> [OBJECTIF 1]: Comment se traduit en anglais cette phrase du texte sur ERTMS et le fret ferroviaire : « L'installation nécessite une mise de fond assez élevée pour équiper l'infrastructure mais aussi le matériel roulant. » ?
> [OBJECTIF 2]: Pourriez-vous prolonger le texte sur ERTMS et le fret ferroviaire au-delà de sa dernière phrase ?

> [PASSAGE FOURNI]:

----------------

020317_1301mommenheim2

Mommenheim - 2 mars 2017 - La BB1301 belge traverse la gare française de Mommenheim avec un long convoi vers la Suisse se jouant des frontières. Ces machines sont très présentes sur cette dorsale entre la Lorraine et la Suisse, l'itinéraire français étant bien plus court que par l'Allemagne. © transportrail

080717_37052kogenheim_hoffmann

Kogenheim - 8 juillet 2017 - Circulation à droite en plaine d'Alsace pour la BB37052 en tête d'un convoi Sibelit aisément reconnaissable avec ses caisses mobiles Ambrogio, à destination de l'Italie. Les BB37000 tricourant aptes au 15 kV peuvent pénétrer en Suisse et en Allemagne et circulent également sous le 25 kV luxembourgeois. © N. Hoffmann

ERTMS pose effectivement plusieurs questions d'ordre économique, financier et technique. Sa valeur ajoutée n'apparaît réellement qu'avec le niveau 2 et avec la suppression de la signalisation latérale, pour bénéficier d'un gain de capacité d'une part et d'une réduction des coûts de maintenance d'autre part (bref, des recettes en hausse et des dépenses en baisse). L'installation nécessite une mise de fond assez élevée pour équiper l'infrastructure mais aussi le matériel roulant. Si le GSM-R, outil de communication essentiel dans ERTMS, est déployé sur 140 000 km d'infrastructures en Europe, les autres équipements amènent les gestionnaires d'infrastructures et les États à une certaine inertie. 

Dans certains cas, ERTMS même en niveau 2, même avec suppression de la signalisation latérale, ne présente pas dans l'absolu un bilan économique tranché lorsque des équipements performants existent : c'est le cas du LZB allemand et de la TVM française sur les LGV.

Il est effectivement plus important lorsque ERTMS doit venir remplacer des systèmes classiques à capacité limitée et lorsque le gain qu'il peut procurer élude - ou diffère - un besoin d'investissement élevé en voies supplémentaires ou en infrastructures nouvelles.

----------------

(Entrées d'annotation de points sur images)
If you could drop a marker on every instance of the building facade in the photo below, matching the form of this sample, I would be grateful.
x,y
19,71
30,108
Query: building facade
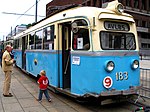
x,y
139,9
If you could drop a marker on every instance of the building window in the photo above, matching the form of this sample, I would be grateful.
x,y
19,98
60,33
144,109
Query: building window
x,y
144,45
49,37
143,23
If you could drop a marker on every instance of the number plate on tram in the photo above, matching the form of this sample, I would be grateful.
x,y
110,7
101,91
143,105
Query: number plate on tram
x,y
121,76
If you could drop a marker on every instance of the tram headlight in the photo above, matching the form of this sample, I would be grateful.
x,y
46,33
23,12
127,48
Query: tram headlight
x,y
110,66
135,64
119,8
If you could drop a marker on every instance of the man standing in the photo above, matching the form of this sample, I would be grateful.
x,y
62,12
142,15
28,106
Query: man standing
x,y
7,66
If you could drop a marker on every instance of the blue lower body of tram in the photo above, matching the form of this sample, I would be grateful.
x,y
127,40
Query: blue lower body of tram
x,y
87,73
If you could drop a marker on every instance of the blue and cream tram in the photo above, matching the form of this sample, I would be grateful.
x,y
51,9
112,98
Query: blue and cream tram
x,y
85,51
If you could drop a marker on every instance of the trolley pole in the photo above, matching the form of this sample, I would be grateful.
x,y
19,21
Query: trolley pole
x,y
36,11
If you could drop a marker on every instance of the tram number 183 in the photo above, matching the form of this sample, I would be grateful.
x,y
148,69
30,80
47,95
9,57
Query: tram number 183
x,y
121,76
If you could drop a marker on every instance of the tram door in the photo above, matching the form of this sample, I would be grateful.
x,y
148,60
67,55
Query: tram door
x,y
66,44
24,46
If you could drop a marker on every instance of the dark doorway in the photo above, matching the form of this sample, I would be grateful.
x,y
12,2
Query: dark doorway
x,y
66,44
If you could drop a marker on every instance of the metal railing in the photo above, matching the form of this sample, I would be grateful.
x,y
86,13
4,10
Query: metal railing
x,y
145,82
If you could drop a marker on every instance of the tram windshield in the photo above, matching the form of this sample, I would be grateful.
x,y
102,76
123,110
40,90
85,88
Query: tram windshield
x,y
117,41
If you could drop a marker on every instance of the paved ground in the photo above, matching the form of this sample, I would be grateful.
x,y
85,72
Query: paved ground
x,y
25,92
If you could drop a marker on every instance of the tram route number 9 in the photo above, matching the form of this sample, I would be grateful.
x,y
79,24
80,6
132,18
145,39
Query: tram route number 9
x,y
107,82
121,76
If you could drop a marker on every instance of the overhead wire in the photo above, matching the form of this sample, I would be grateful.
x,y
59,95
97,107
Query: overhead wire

----------------

> [RÉPONSE 1]: Installation requires a fairly large upfront investment to equip not only the infrastructure but also the rolling stock.

> [RÉPONSE 2]:
Cependant, lorsqu'il faut envisager le renouvellement d'équipements, ERTMS s'impose comme un nouveau standard : plutôt qu'un remplacement à l'identique (par exemple refaire de la TVM), basculer en ERTMS prend tout son sens, comme cela a été démonté avec la LGV Sud-Est. Le gain de capacité procuré est ici réel, car il s'agit de la première version de la TVM (TVM300) et le renouvellement est l'occasion d'envisager un redécoupage, intégrant les performances des matériels de dernière génération. C'est en outre un axe majeur français et européen, où certains opérateurs préparent leur arrivée face à une SNCF qui leur a facilité la tâche en réduisant l'offre depuis plus de 10 ans. C'est tout le paradoxe français : la demande existe, mais valoriser un gain de capacité de l'infrastructure dans une conjoncture à la baisse en nombre de sillons effectifs s'avère objectivement un exercice difficile face à des comptables à courte vue. 

L'autre point sensible, c'est evidemment le matériel roulant : entre 27 500 et 30 000 engins (auto-)moteurs doivent être équipés d'ici 2030. Or les conditions de financement sont particulièrement variables entre les États. En outre, la progressivité dans l'équipement du réseau implique en phase transitoire la spécialisation des parcs. C'est par exemple un des éléments centraux du projet Marseille - Vintimille, facilité par la configuration de l'axe, finalement assez isolé. Ce n'est pas trop difficile pour les trains à grande vitesse, puisque le renouvellement naturel du parc devrait aboutir à un équipement général des relations empruntant l'ensemble LN1-LN4-LN5.

Cette situation résulte aussi d'un choix de pilotage par les États. Un portage européen aurait été intéressant, notamment dans la démarche industrielle avec la constitution d'une centrale d'achat mutualisant certains frais fixes et donnant une toute autre envergure au projet. Le consensus mou préservant le pré carré de chaque État a finalement engendré une partie des dérives techniques et financières de l'Esperanto de la signalisation ferroviaire.

En outre, ERTMS doit aussi prendre en compte ses propres limites et une nouvelle évolution à venir : le GSM-R a vocation à être remplacé par un nouveau système dérivé de la 5G : Future Rail Mobile Communication System pourrait émerger d'ici 4 ans. Pointe aussi à l'horizon une évolution d'ERTMS avec pilotage automatique pour les sections à fort trafic.

Le nouveau contexte de la décennie 2020 suite à la crise sanitaire recherche des projets pouvant être rapidement mis en oeuvre : le développement d'ERTMS mériterait d'en faire partie avec un concours européen significatif, surtout si le modèle économique et industriel venait à privilégier des circuits plus courts, à l'échelle du continent, avec un mode de transport plus vertueux.

12 mars 2020

Il y a de la place sur nos LGV !

Voici un dossier de transportrail qui va probablement intéresser de futurs opérateurs ferroviaires qui envisageraient de se lancer dans une aventure à grande vitesse, si périlleuse soit-elle compte tenu de la mise de départ assez élevée.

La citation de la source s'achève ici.